- PROMPT:
Reproduce each of the records below verbatim, preserving every character, including punctuation and spacing.

- INFORMATION GIVEN:

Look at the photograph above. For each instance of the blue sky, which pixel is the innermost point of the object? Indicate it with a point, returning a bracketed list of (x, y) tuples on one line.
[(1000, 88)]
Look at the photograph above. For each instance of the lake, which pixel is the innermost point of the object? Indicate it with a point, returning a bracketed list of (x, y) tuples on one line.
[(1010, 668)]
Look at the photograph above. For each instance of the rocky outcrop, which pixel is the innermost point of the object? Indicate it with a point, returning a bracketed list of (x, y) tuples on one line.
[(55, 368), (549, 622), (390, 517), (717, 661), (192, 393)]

- ANSWER FOR THIS EXERCISE:
Look at the photograph above. For each instance of the blue sky, which pixel is the innermost point of the object? Indicate it with a point, returning a bracketed list of (x, y) tuples on one line.
[(1000, 88)]
Look at the photograph above. For each instance of the lake, which pixel is the innermost point of the object? Indicate it with a point, returning a bracketed list of (x, y) tuples on one line.
[(1010, 668)]
Look at the photograph above. For each instance of the rocky outcrop, which pixel is the innermost point of the object? Indicate it with a point, returning a bracketed list of (x, y) tuples on one line.
[(55, 368), (549, 622), (390, 517), (717, 661), (192, 393)]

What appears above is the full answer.